-- Begin SELECTED PASSAGE --

I've seen projects and deals going down for this. I really can't understand why they're trying so desperately to waste their customer's time.

benjaminwootton · on May 27, 2022

Yep, they absolutely nail the product. One platform for ETL, analytics, data scrience etc in your preferred language. Nice Notebook interface etc. I’m not sure why anyone would try to roll their own analytics stack.

symfrog · on May 27, 2022

> Now that they are open sourcing even Delta table optimizations

Has Databricks recently open sourced additional Delta table features that were previously only available with a paid license? I can't seem to find a relevant announcement.

alexott · on May 27, 2022

https://delta.io/blog/2022-05-05-delta-lake-1-2-released/ - big part is open sourced and more is coming (see roadmap on GitHub: https://github.com/delta-io/delta/issues/920)

mr_toad · on May 26, 2022

> But we never connected these dots during our evaluation because the story Databricks told was buzzwords. Snowflake’s was boring, and all we wanted—at least at first—was boring.

How do you describe a chocolate gâteau to someone who has only ever eaten rice?

> Databricks is a big, fast database that you can write SQL and Python against

It really isn’t. Spark is not a database, certainly not an RDBMS. This reminds me of the people in the office who used to call the computer on their desk “the hard drive”.

If you’ve never worked with tools like Pandas, or R, or SAS, you’re just not going to understand Spark and Databricks.

garciasn · on May 26, 2022

As someone who was a SAS developer first and later got into Pandas and R for a short time before going straight BigQuery SQL for the last 5+ years, please explain what you mean here because I don’t follow at all.

ACow_Adonis · on May 27, 2022

For the record, he's literally listed off most of my languages: I have years of experience in SAS, R, Python, and SQL, and I also have no idea what he's saying.

Also, for the record, that's largely how I think of databricks ideally. A big distributed database/storage layer into which I can write queries in my chosen language...

So i...admit equal confusion...

adeelk93 · on May 27, 2022

As someone who does understand the distinction, for most end-users, I think the distinction doesn’t matter. It’s like the culinary vs botanical categorization of a tomato.

Eridrus · on May 27, 2022

The performance of different queries is different across a typical RDBMS and something like Spark/BigQuery.

A traditional database is efficient (i.e. cost effective) at doing a lot of the same query repeatedly, e.g. looking up a customer's account balance, whereas these query engines are good at doing infrequent queries with lots of complicated, expensive logic on very large datasets.

You could run simple account lookup queries in a CRUD app with Spark, but you'd be setting a lot of compute/money on fire, and your latency would probably be terrible.

alexott · on May 27, 2022

There are a lot of optimizations in query engines as well - results cache, local caches of files stored in cloud, data layout optimization and skipping (to avoid reading not necessary files), etc.

dijksterhuis · on May 27, 2022

TL;DR

Wikipedia: In computing, a database is an organized collection of data *stored* and accessed electronically.

Apache Spark (the thing that powers Databricks) doesn't store data, it only processes it.

-- End SELECTED PASSAGE --
-- Begin STORED ROWS --

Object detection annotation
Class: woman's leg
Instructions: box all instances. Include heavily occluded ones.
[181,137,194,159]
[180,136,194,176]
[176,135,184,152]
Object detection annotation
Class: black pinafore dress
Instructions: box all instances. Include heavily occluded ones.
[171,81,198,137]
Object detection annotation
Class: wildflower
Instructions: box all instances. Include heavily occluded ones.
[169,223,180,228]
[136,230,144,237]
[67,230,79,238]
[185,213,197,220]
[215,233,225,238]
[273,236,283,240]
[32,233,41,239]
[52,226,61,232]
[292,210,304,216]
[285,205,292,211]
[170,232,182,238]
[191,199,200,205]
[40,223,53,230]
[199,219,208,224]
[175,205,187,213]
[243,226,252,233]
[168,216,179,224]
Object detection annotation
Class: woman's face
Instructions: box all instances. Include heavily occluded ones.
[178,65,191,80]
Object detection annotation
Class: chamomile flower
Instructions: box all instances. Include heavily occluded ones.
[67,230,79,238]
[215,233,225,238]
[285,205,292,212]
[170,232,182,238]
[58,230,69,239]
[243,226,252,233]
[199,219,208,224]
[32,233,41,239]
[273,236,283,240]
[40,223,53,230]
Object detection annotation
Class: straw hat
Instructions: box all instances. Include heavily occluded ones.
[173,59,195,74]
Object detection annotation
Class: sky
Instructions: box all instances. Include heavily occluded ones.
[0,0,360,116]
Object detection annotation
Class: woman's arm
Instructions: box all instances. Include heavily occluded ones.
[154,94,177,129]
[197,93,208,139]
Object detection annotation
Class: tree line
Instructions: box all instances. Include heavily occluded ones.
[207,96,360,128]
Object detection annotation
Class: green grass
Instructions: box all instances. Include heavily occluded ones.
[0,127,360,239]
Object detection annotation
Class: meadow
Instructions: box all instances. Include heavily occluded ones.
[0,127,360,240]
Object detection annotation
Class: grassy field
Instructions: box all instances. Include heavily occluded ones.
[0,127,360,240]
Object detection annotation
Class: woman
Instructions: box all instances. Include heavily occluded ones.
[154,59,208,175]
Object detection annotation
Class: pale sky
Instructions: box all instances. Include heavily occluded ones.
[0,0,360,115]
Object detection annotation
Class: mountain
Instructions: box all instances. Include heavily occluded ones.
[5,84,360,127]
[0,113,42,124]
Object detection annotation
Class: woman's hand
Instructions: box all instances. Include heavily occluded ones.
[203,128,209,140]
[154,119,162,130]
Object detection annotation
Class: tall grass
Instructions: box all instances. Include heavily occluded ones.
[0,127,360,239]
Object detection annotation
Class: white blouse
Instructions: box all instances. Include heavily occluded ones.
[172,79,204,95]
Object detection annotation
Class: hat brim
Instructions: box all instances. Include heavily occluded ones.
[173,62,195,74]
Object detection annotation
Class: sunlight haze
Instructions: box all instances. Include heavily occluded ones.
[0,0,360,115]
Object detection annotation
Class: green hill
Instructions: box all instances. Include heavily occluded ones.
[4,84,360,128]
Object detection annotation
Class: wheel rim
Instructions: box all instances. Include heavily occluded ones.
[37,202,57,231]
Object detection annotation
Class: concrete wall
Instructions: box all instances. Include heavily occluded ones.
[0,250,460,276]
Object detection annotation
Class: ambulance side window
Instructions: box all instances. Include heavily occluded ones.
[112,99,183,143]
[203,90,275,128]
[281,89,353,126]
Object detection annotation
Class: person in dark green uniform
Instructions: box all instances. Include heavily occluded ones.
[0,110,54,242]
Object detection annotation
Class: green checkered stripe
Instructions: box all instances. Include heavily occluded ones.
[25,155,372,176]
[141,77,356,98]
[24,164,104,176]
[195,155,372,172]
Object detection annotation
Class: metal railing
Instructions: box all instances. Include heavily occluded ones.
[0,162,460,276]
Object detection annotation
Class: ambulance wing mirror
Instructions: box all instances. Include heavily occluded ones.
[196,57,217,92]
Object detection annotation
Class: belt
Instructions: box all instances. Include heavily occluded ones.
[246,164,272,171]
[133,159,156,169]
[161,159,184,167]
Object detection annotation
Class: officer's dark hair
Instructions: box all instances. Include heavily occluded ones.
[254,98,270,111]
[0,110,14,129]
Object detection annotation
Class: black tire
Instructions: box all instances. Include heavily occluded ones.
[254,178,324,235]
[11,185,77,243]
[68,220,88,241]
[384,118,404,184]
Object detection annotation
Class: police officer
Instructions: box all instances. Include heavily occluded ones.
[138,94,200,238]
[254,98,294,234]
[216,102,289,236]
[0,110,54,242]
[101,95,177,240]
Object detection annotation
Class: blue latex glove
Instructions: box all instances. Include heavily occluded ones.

-- End STORED ROWS --

→ JOB 1:
List the languages that ACow_Adonis claims years of experience in, according to the Databricks discussion thread.
→ JOB 2:
Continue the Databricks discussion thread from the point where it stops.
The records have no connection to the text about Databricks.

→ TASK RESPONSE 1:
SAS, R, Python, SQL

→ TASK RESPONSE 2:
---

I'll give this a go... A lot of this involves some massive simplifications but hopefully this might be helpful. Let's say you have a file like this:

    Customer_Name, Order_Amount
    Sarah, 15
    Billy, 10
    James, 20
    Mukesh, 18
    Kate, 42

If you want to find out the total number of orders in that file you'd load it as a dataframe (pandas/R) then sum the Order_Amount column. How about if you wanted to join this file up with another file:

    Customer_Name, Company_Name
    Sarah, Big Multinational Conglomerate
    Billy, EZ Groceries
    James, The Coffee Shop
    Mukesh, EZ Groceries
    Kate, The Coffee Shop

To find the Sum of Order_Amount by Company_Name you'd load both files, join the two dataframes together and sum by Company_Name.

Where is the data storage happening in this example? It's the files, right? The data is in the files and you've just run a query against those files. Once you close your python interpretor your dataframes cease to exist -- but the files still live on.

---

What if you wanted to access this data from multiple computers very quickly becuase, let's say, you have some software that should show the user their company's current order amount? Enter the RDBMS (Relational Database Management System) a.k.a. "the database". Now multiple people/computers can run queries at the same time without needing to:

    1. read the files from disk
    2. load each file's data as a dtaframe
    2. join the dataframes together
    3. Sum the Order_Amount by user's company

Instead they run a SQL query which handles all of that for them, as if by *magic*.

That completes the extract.